[READING TEXT]:
Stuxnet worm possibly made to cripple Iran centrifuges
Tuesday, November 16, 2010
The Stuxnet computer worm that infiltrated industrial systems in Iran this fall may have been designed specifically to attack the country's nuclear program, potentially crippling centrifuges used to enrich uranium gas, according to new research.
In a blog post late last week, a Stuxnet researcher at Symantec wrote that the software firm had concluded that the worm targeted industrial systems with high-frequency "converter drives" from two specific vendors, including one in Iran.
Independently, Langner Communications of Germany, a systems security firm, also announced over the weekend that another part of the worm's attack code was configured in a way to target a control system for steam turbines used in power plants, such as those installed at the Bushehr nuclear power plant in Iran. Langner also confirmed that the worm appeared to attack key components of centrifuges.
Ivanka Barzashka, a research associate at the Federation of American Scientists, said the Symantec findings, "if true, are very significant."
In an e-mail, Barzashka said the targeted frequency range, from 807 megahertz to 1210 megahertz, "is consistent with the operational frequencies of gas centrifuges used for uranium enrichment."
"Centrifuges are delicate pieces of equipment," she said. "There is a huge incentive for pushing the machines to operate at the maximum speed allowed by the materials they are made of. In addition, before they reach their maximum operating speeds, centrifuges have to traverse certain 'critical frequencies' at which they encounter resonance and can fly apart.
"Rigging the speed control is a very clever way of causing the machines to fly apart," she added. "If Symantec's analysis is true, then Stuxnet likely aimed to destroy Iran's gas centrifuges, which could produce enriched uranium for both nuclear fuel and nuclear bombs."
After the discovery of the Stuxnet virus, analysts said it was likely the creation of a sophisticated entity, namely a government agency. Speculation has centered on the United States or Israel as the most likely originators of the worm.

[ACTION ITEM]: Reproduce everything in the Stuxnet article above from "Stuxnet worm possibly" down to "one in Iran.", word for word.

[EXTRACTED RECORDS]:
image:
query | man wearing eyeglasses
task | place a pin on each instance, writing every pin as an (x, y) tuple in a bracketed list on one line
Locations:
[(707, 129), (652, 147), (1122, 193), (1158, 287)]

[ANSWER]:
Stuxnet worm possibly made to cripple Iran centrifuges
Tuesday, November 16, 2010
The Stuxnet computer worm that infiltrated industrial systems in Iran this fall may have been designed specifically to attack the country's nuclear program, potentially crippling centrifuges used to enrich uranium gas, according to new research.
In a blog post late last week, a Stuxnet researcher at Symantec wrote that the software firm had concluded that the worm targeted industrial systems with high-frequency "converter drives" from two specific vendors, including one in Iran.